Consigne
Citez fidèlement le passage de l'extrait sur Cindy Crawford et la marque d'électroménager, en partant des mots « - Cindy Crawford: Oui, je » et en vous arrêtant après « déclencher des allergies... ».

Extrait étudié
****************

ILLUSOIRE BEAUTÉ
Vous vous souvenez de Cindy Crawford ? Oui, tout de même, ce n'est pas si vieux que ça ! À l'époque de sa splendeur médiatique, la belle faisait de la publicité pour une célèbre marque d'électroménager. Ce qui valut de superbes pages esthétiques dans les magazines mais aussi sur le site de la firme, qui offrait une tribune libre aux clients pour qu'ils posent leurs questions à la nouvelle égérie de la marque. Cela donna lieu à des dialogues extraordinaires, dont voici un extrait :
- François: Bonjour Cindy. Faites-vous la cuisine vous-même?
- Cindy Crawford: Oui, je cuisine et mon mari pense que je suis une excellente cuisinière!
- Dudu: Quel est ton plat préféré?
- Cindy: J'aime différents types de cuisine, mais le poisson grillé est certainement mon plat favori.
- Jane: Quel est ton produit préféré chez ********?
- Cindy: J'aime particulièrement l'aspirateur Atmosphere parce qu'il permet de lutter contre les allergies et parce que mon fils passe beaucoup de temps sur le sol. Je veux éviter la poussière et tout ce qui peut déclencher des allergies...
Les responsables marketing de la société expliquèrent que le but de cette campagne était de valoriser l'image d'une marque moderne en phase avec son époque. Pas question de promouvoir l'un ou l'autre produit de manière spécifique, mais plutôt le concept même d'une marque désirant libérer la femme du carcan des tâches ménagères. Et faire de la maison un endroit où le temps se libère grâce à la fonctionnalité, la technologie et le look des produits.

****************

Libellés des points d'objet
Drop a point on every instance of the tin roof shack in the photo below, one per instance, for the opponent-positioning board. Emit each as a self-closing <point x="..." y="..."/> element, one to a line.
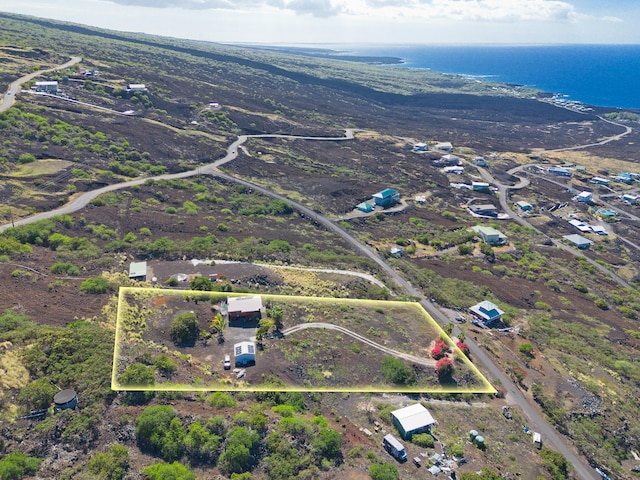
<point x="138" y="271"/>
<point x="65" y="400"/>
<point x="245" y="309"/>
<point x="412" y="419"/>
<point x="47" y="87"/>
<point x="490" y="235"/>
<point x="387" y="197"/>
<point x="485" y="210"/>
<point x="245" y="353"/>
<point x="487" y="311"/>
<point x="578" y="241"/>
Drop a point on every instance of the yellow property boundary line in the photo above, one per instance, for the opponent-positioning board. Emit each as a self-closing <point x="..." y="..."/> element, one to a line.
<point x="484" y="388"/>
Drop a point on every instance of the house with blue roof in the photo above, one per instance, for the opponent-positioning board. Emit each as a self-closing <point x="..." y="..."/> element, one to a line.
<point x="487" y="311"/>
<point x="386" y="198"/>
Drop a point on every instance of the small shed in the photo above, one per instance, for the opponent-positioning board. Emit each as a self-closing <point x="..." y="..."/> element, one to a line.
<point x="412" y="419"/>
<point x="485" y="210"/>
<point x="487" y="311"/>
<point x="138" y="271"/>
<point x="578" y="241"/>
<point x="245" y="353"/>
<point x="365" y="207"/>
<point x="480" y="186"/>
<point x="47" y="86"/>
<point x="444" y="146"/>
<point x="65" y="399"/>
<point x="583" y="197"/>
<point x="247" y="308"/>
<point x="490" y="235"/>
<point x="386" y="197"/>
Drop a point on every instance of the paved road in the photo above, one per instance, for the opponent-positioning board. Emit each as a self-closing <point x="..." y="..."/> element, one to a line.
<point x="427" y="362"/>
<point x="8" y="98"/>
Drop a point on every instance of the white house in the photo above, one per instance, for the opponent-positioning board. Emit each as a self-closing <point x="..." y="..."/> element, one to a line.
<point x="245" y="353"/>
<point x="412" y="419"/>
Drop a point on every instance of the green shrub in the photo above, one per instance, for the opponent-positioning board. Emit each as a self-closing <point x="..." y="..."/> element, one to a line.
<point x="423" y="440"/>
<point x="110" y="465"/>
<point x="96" y="285"/>
<point x="221" y="400"/>
<point x="65" y="268"/>
<point x="16" y="465"/>
<point x="168" y="471"/>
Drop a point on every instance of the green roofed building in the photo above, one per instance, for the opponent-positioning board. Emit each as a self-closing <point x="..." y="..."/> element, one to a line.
<point x="490" y="235"/>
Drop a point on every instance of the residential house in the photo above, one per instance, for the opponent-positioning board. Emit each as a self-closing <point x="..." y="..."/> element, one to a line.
<point x="559" y="171"/>
<point x="136" y="87"/>
<point x="411" y="420"/>
<point x="420" y="147"/>
<point x="386" y="198"/>
<point x="444" y="146"/>
<point x="486" y="311"/>
<point x="585" y="197"/>
<point x="600" y="181"/>
<point x="138" y="271"/>
<point x="365" y="207"/>
<point x="245" y="354"/>
<point x="248" y="308"/>
<point x="490" y="235"/>
<point x="486" y="210"/>
<point x="480" y="187"/>
<point x="583" y="227"/>
<point x="47" y="87"/>
<point x="578" y="241"/>
<point x="455" y="170"/>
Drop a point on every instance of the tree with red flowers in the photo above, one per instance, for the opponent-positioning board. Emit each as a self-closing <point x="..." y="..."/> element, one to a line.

****************

Réponse attendue
- Cindy Crawford: Oui, je cuisine et mon mari pense que je suis une excellente cuisinière!
- Dudu: Quel est ton plat préféré?
- Cindy: J'aime différents types de cuisine, mais le poisson grillé est certainement mon plat favori.
- Jane: Quel est ton produit préféré chez ********?
- Cindy: J'aime particulièrement l'aspirateur Atmosphere parce qu'il permet de lutter contre les allergies et parce que mon fils passe beaucoup de temps sur le sol. Je veux éviter la poussière et tout ce qui peut déclencher des allergies...